## Segmentation dataset records
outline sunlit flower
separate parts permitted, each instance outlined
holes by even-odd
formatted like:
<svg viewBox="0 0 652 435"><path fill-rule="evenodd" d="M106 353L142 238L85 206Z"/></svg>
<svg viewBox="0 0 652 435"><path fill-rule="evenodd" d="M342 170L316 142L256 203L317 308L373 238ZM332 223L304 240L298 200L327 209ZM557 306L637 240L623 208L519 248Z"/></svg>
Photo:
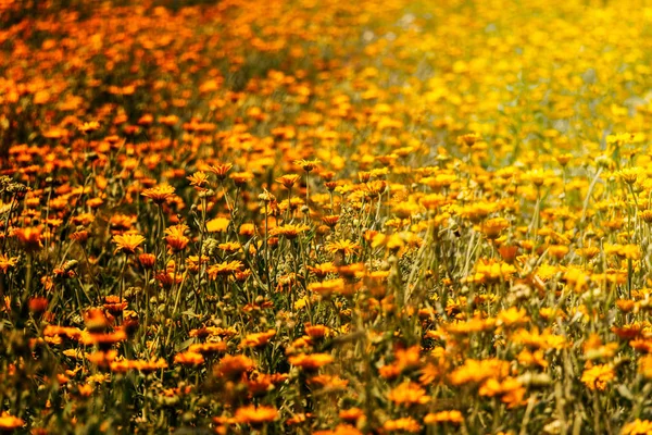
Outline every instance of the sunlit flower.
<svg viewBox="0 0 652 435"><path fill-rule="evenodd" d="M136 253L136 249L146 240L140 234L118 234L113 236L113 243L116 245L115 251L124 253Z"/></svg>

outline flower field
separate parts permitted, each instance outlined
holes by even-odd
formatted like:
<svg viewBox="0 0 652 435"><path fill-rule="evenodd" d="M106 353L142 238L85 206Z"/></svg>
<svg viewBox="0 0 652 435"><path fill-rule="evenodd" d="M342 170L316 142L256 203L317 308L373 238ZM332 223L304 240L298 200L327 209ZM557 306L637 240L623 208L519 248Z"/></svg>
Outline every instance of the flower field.
<svg viewBox="0 0 652 435"><path fill-rule="evenodd" d="M0 432L652 433L652 4L0 0Z"/></svg>

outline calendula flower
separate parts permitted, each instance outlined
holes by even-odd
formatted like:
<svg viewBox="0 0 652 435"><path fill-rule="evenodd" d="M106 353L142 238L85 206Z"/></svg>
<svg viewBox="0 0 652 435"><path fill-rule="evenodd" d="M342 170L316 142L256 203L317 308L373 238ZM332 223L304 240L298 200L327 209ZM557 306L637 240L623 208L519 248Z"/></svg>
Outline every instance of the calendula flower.
<svg viewBox="0 0 652 435"><path fill-rule="evenodd" d="M188 225L186 224L178 224L165 228L165 241L167 241L167 246L174 252L183 251L188 246L190 239L185 235L187 231Z"/></svg>
<svg viewBox="0 0 652 435"><path fill-rule="evenodd" d="M175 189L171 185L162 184L150 189L145 189L141 195L143 197L150 198L152 201L154 201L154 203L160 206L163 202L165 202L168 198L173 197L174 191Z"/></svg>
<svg viewBox="0 0 652 435"><path fill-rule="evenodd" d="M278 410L274 407L255 407L249 405L236 410L235 421L241 424L261 426L278 419Z"/></svg>
<svg viewBox="0 0 652 435"><path fill-rule="evenodd" d="M276 335L276 330L269 330L264 333L249 334L242 341L240 347L261 347L269 343L269 339Z"/></svg>
<svg viewBox="0 0 652 435"><path fill-rule="evenodd" d="M239 272L243 268L241 261L223 261L218 264L213 264L209 268L208 273L211 279L216 279L217 276L226 276Z"/></svg>
<svg viewBox="0 0 652 435"><path fill-rule="evenodd" d="M174 356L174 362L181 365L201 365L204 363L204 357L198 352L186 351Z"/></svg>
<svg viewBox="0 0 652 435"><path fill-rule="evenodd" d="M236 378L242 373L253 370L254 366L253 361L243 355L227 355L220 360L214 371L217 376Z"/></svg>
<svg viewBox="0 0 652 435"><path fill-rule="evenodd" d="M616 377L612 364L597 364L590 369L586 369L581 374L580 381L589 389L599 389L603 391L606 384Z"/></svg>
<svg viewBox="0 0 652 435"><path fill-rule="evenodd" d="M118 234L113 236L115 252L136 253L136 249L146 240L140 234Z"/></svg>
<svg viewBox="0 0 652 435"><path fill-rule="evenodd" d="M301 166L301 169L305 172L311 172L317 164L319 164L318 160L294 160L294 164Z"/></svg>
<svg viewBox="0 0 652 435"><path fill-rule="evenodd" d="M426 424L437 424L437 423L461 424L463 422L464 422L464 418L462 417L462 412L460 412L457 410L431 412L431 413L426 414L426 417L424 418L424 423L426 423Z"/></svg>
<svg viewBox="0 0 652 435"><path fill-rule="evenodd" d="M7 271L16 265L17 262L17 257L7 257L4 253L0 253L0 270L2 270L3 273L7 273Z"/></svg>
<svg viewBox="0 0 652 435"><path fill-rule="evenodd" d="M209 183L209 176L203 171L197 171L192 175L186 177L190 182L190 186L198 190L204 190L204 186Z"/></svg>
<svg viewBox="0 0 652 435"><path fill-rule="evenodd" d="M418 422L411 417L388 420L385 422L385 424L383 424L383 428L392 433L406 432L409 434L416 434L422 430L421 424L418 424Z"/></svg>
<svg viewBox="0 0 652 435"><path fill-rule="evenodd" d="M336 241L329 241L326 244L326 251L330 252L330 253L342 253L344 256L350 256L353 254L355 252L358 252L358 250L361 249L361 246L349 240L336 240Z"/></svg>
<svg viewBox="0 0 652 435"><path fill-rule="evenodd" d="M652 421L636 419L620 430L620 435L649 435L652 434Z"/></svg>
<svg viewBox="0 0 652 435"><path fill-rule="evenodd" d="M206 231L209 233L224 233L229 224L230 220L227 217L215 217L206 222Z"/></svg>
<svg viewBox="0 0 652 435"><path fill-rule="evenodd" d="M234 167L230 163L217 164L217 165L209 165L206 170L212 172L217 176L218 179L226 178L226 174Z"/></svg>
<svg viewBox="0 0 652 435"><path fill-rule="evenodd" d="M315 371L326 364L330 364L334 361L334 358L329 353L301 353L288 358L288 361L290 364L300 366L303 370Z"/></svg>
<svg viewBox="0 0 652 435"><path fill-rule="evenodd" d="M422 388L419 384L413 382L404 382L400 384L398 387L389 391L387 398L397 405L403 405L406 407L413 405L424 405L430 401L430 397L428 397L426 390Z"/></svg>
<svg viewBox="0 0 652 435"><path fill-rule="evenodd" d="M11 235L21 241L26 251L36 251L43 247L42 232L39 227L12 228Z"/></svg>
<svg viewBox="0 0 652 435"><path fill-rule="evenodd" d="M13 417L7 412L2 412L0 415L0 431L13 431L18 427L23 427L25 425L25 421L23 419L18 419L17 417Z"/></svg>
<svg viewBox="0 0 652 435"><path fill-rule="evenodd" d="M299 179L301 179L301 175L286 174L276 178L276 182L283 184L286 189L291 189Z"/></svg>

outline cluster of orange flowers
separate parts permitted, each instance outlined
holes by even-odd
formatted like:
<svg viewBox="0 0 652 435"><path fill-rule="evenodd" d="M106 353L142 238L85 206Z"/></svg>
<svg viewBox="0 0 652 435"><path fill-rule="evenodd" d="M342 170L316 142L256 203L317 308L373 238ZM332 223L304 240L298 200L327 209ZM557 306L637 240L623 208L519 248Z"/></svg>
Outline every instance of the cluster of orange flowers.
<svg viewBox="0 0 652 435"><path fill-rule="evenodd" d="M0 431L651 431L652 9L18 3Z"/></svg>

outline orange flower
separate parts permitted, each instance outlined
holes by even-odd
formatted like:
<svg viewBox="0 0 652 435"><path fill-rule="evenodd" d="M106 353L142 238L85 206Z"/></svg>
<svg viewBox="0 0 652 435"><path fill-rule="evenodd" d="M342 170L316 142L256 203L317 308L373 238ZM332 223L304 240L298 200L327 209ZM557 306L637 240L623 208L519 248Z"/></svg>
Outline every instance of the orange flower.
<svg viewBox="0 0 652 435"><path fill-rule="evenodd" d="M43 247L41 243L41 228L13 228L11 235L23 244L26 251L36 251Z"/></svg>
<svg viewBox="0 0 652 435"><path fill-rule="evenodd" d="M226 217L215 217L206 222L206 231L209 233L223 233L228 228L230 220Z"/></svg>
<svg viewBox="0 0 652 435"><path fill-rule="evenodd" d="M581 374L581 382L589 389L599 389L603 391L606 384L616 377L614 368L611 364L597 364L590 369L586 369Z"/></svg>
<svg viewBox="0 0 652 435"><path fill-rule="evenodd" d="M168 184L162 184L150 189L145 189L141 195L151 198L154 203L161 206L174 195L174 187Z"/></svg>
<svg viewBox="0 0 652 435"><path fill-rule="evenodd" d="M136 253L136 249L146 240L140 234L122 234L113 236L113 243L117 245L113 253L123 251L124 253Z"/></svg>
<svg viewBox="0 0 652 435"><path fill-rule="evenodd" d="M220 360L220 364L215 369L215 374L218 376L236 378L242 373L253 370L255 364L251 359L243 355L227 355Z"/></svg>
<svg viewBox="0 0 652 435"><path fill-rule="evenodd" d="M16 265L17 262L18 262L17 257L10 258L3 253L0 253L0 270L2 270L2 272L7 273L9 268L13 268L14 265Z"/></svg>
<svg viewBox="0 0 652 435"><path fill-rule="evenodd" d="M408 432L410 434L416 434L421 432L421 424L411 417L403 419L388 420L383 425L383 428L389 432Z"/></svg>
<svg viewBox="0 0 652 435"><path fill-rule="evenodd" d="M435 413L428 413L424 418L424 423L426 424L437 424L437 423L453 423L461 424L464 422L464 418L462 417L462 412L457 410L452 411L441 411Z"/></svg>
<svg viewBox="0 0 652 435"><path fill-rule="evenodd" d="M330 252L330 253L342 253L344 256L350 256L354 252L356 252L360 249L360 245L346 239L346 240L337 240L337 241L329 241L326 244L326 251Z"/></svg>
<svg viewBox="0 0 652 435"><path fill-rule="evenodd" d="M305 371L312 372L326 364L330 364L334 361L334 358L329 353L301 353L288 358L288 361L292 365L297 365Z"/></svg>
<svg viewBox="0 0 652 435"><path fill-rule="evenodd" d="M231 167L234 167L233 164L224 163L217 165L210 165L209 167L206 167L206 170L217 175L218 179L224 179L226 178L226 174L230 171Z"/></svg>
<svg viewBox="0 0 652 435"><path fill-rule="evenodd" d="M269 330L266 333L249 334L242 341L240 347L261 347L269 343L269 339L276 335L276 330Z"/></svg>
<svg viewBox="0 0 652 435"><path fill-rule="evenodd" d="M2 415L0 415L0 431L2 432L13 431L23 427L24 425L25 421L23 421L23 419L10 415L7 412L2 412Z"/></svg>
<svg viewBox="0 0 652 435"><path fill-rule="evenodd" d="M203 187L209 182L209 176L203 171L197 171L190 176L186 177L187 181L190 182L190 186L195 187L198 190L205 190Z"/></svg>
<svg viewBox="0 0 652 435"><path fill-rule="evenodd" d="M174 251L179 252L186 249L190 239L185 236L185 233L188 231L188 225L178 224L165 228L165 241L167 241L167 246Z"/></svg>
<svg viewBox="0 0 652 435"><path fill-rule="evenodd" d="M318 160L294 160L294 164L301 166L301 169L305 172L311 172L317 164L319 164Z"/></svg>
<svg viewBox="0 0 652 435"><path fill-rule="evenodd" d="M426 395L426 390L413 382L402 383L389 391L387 398L397 405L404 405L406 407L424 405L430 401L430 398Z"/></svg>
<svg viewBox="0 0 652 435"><path fill-rule="evenodd" d="M299 179L301 179L301 175L286 174L276 178L276 182L283 184L286 189L291 189Z"/></svg>
<svg viewBox="0 0 652 435"><path fill-rule="evenodd" d="M217 276L226 276L234 274L236 272L240 272L243 264L241 261L223 261L218 264L213 264L209 268L208 273L211 279L217 279Z"/></svg>
<svg viewBox="0 0 652 435"><path fill-rule="evenodd" d="M271 423L278 419L278 410L274 407L255 407L249 405L236 410L235 420L241 424L251 424L252 426L261 426L265 423Z"/></svg>
<svg viewBox="0 0 652 435"><path fill-rule="evenodd" d="M174 356L174 362L181 365L200 365L203 364L203 355L186 351Z"/></svg>

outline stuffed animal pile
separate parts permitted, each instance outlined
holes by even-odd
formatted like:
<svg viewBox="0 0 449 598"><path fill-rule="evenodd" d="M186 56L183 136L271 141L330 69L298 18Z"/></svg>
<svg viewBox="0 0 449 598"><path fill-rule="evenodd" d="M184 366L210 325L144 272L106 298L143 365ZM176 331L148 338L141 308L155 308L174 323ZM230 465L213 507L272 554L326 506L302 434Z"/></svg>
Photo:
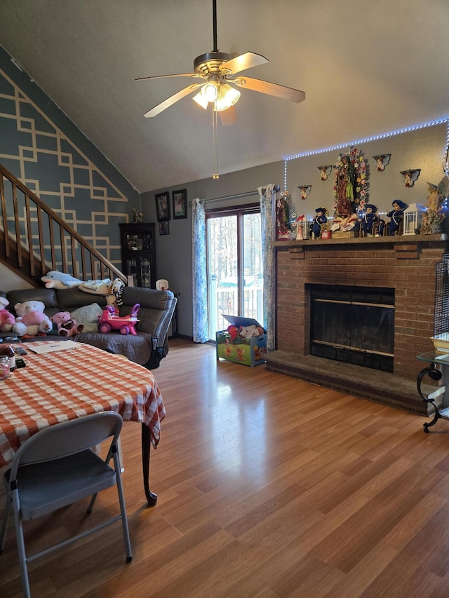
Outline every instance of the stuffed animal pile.
<svg viewBox="0 0 449 598"><path fill-rule="evenodd" d="M255 324L251 324L250 326L240 326L239 328L231 325L228 326L227 329L233 341L239 337L241 339L250 339L264 334L264 329Z"/></svg>
<svg viewBox="0 0 449 598"><path fill-rule="evenodd" d="M76 320L70 317L68 311L58 311L50 318L56 325L58 334L60 337L74 337L84 329L83 324L78 324Z"/></svg>
<svg viewBox="0 0 449 598"><path fill-rule="evenodd" d="M20 324L20 329L24 329L22 332L17 332L21 337L38 337L45 336L53 328L53 324L50 318L43 313L45 305L41 301L25 301L22 303L16 303L14 311L17 313L15 324L13 326L13 330L18 324ZM15 332L15 330L14 330Z"/></svg>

## GIVEN EXERCISE
Could you update the records in the stretch from the line containing "outline orange flower" through the line containing "371L312 372L326 364L330" by replacing "orange flower" with "marigold", keeping everything else unchanged, and give back only those lines?

## THE RESULT
outline marigold
separate parts permitted, each instance outlined
holes by even-odd
formatted like:
<svg viewBox="0 0 652 435"><path fill-rule="evenodd" d="M106 353L142 238L85 206Z"/></svg>
<svg viewBox="0 0 652 435"><path fill-rule="evenodd" d="M342 170L316 142L256 203L317 308L373 238ZM332 223L304 240L298 200L327 209ZM557 306L637 240L623 208L519 248Z"/></svg>
Outline every instance of the marigold.
<svg viewBox="0 0 652 435"><path fill-rule="evenodd" d="M43 247L41 243L41 228L13 228L11 235L23 244L26 251L36 251Z"/></svg>
<svg viewBox="0 0 652 435"><path fill-rule="evenodd" d="M226 217L215 217L206 222L206 231L209 233L223 233L228 228L230 220Z"/></svg>
<svg viewBox="0 0 652 435"><path fill-rule="evenodd" d="M581 374L581 382L589 389L599 389L603 391L606 384L616 377L614 368L611 364L597 364L590 369L586 369Z"/></svg>
<svg viewBox="0 0 652 435"><path fill-rule="evenodd" d="M168 184L162 184L150 189L145 189L141 195L151 198L154 203L161 206L174 195L174 187Z"/></svg>
<svg viewBox="0 0 652 435"><path fill-rule="evenodd" d="M136 253L136 249L146 240L140 234L122 234L113 236L113 243L117 245L113 253L123 251L124 253Z"/></svg>
<svg viewBox="0 0 652 435"><path fill-rule="evenodd" d="M220 360L220 364L215 369L215 374L218 376L236 378L242 373L253 370L255 364L251 359L243 355L227 355Z"/></svg>
<svg viewBox="0 0 652 435"><path fill-rule="evenodd" d="M16 265L17 262L18 262L17 257L10 258L3 253L0 253L0 270L2 270L2 272L7 273L9 268L13 268L14 265Z"/></svg>
<svg viewBox="0 0 652 435"><path fill-rule="evenodd" d="M408 432L410 434L416 434L421 432L421 424L411 417L403 419L388 420L383 425L383 428L389 432Z"/></svg>
<svg viewBox="0 0 652 435"><path fill-rule="evenodd" d="M435 413L428 413L424 418L424 423L426 424L437 424L437 423L453 423L461 424L464 422L464 418L462 417L462 412L457 410L452 411L441 411Z"/></svg>
<svg viewBox="0 0 652 435"><path fill-rule="evenodd" d="M330 252L330 253L342 253L344 256L350 256L354 252L356 252L360 249L360 245L346 239L346 240L337 240L337 241L329 241L326 244L326 251Z"/></svg>
<svg viewBox="0 0 652 435"><path fill-rule="evenodd" d="M305 371L312 372L326 364L330 364L334 361L334 358L329 353L301 353L288 358L288 361L292 365L297 365Z"/></svg>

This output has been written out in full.